**Aim:**
Please copy the rows from the line containing "Thank you for this photo. Would you kindly tag the oven" through the end of the rows, both ends included, scaling each answer coordinate by 0.35 and rounding to whole numbers with halves rounded up. Keep every other line unchanged, including the sample points that show the format, and leave the pictures out.

**Object location annotation data:**
━━━━━━━━━━━━━━━━━━━━━━━━━━━━━━
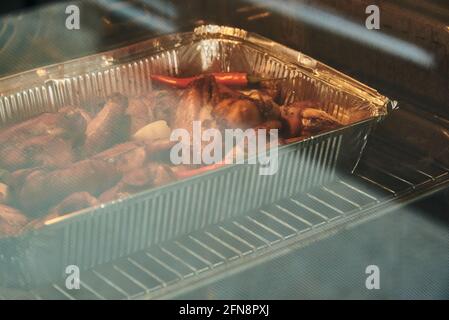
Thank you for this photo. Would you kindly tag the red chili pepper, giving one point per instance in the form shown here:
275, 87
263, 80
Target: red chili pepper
228, 78
183, 174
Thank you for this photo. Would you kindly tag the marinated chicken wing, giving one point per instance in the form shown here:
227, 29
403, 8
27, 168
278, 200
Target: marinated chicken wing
126, 156
196, 104
150, 175
48, 139
139, 112
12, 221
110, 126
304, 118
237, 113
43, 189
75, 202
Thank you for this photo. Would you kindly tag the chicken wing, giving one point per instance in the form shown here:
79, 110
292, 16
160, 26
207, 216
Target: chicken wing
109, 127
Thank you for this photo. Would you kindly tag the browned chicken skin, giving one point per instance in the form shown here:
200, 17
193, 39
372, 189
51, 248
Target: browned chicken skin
47, 140
12, 221
75, 202
43, 189
304, 118
110, 126
150, 175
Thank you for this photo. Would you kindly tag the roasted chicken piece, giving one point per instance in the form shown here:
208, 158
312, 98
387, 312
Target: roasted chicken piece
45, 150
139, 112
196, 104
12, 221
47, 143
109, 127
162, 104
237, 113
75, 202
126, 156
43, 189
150, 175
304, 118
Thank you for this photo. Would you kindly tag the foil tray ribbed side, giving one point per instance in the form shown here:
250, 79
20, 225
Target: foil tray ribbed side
98, 235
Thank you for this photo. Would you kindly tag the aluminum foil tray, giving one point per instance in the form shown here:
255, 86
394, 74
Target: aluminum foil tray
97, 235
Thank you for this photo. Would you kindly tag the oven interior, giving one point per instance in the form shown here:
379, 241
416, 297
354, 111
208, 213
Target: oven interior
406, 159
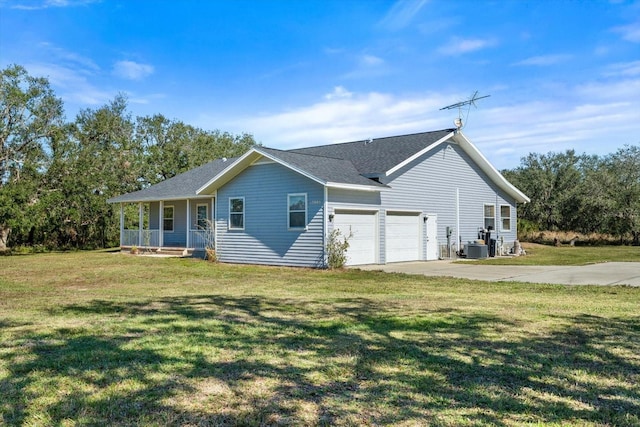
━━━━━━━━━━━━━━━━━━━━━━━━━━━━━━
**Full response:**
Thank you for this photo. Would you kindly tag the oven interior, giving one point per instance in the form shown here:
379, 241
416, 297
354, 111
208, 213
Target: oven interior
142, 56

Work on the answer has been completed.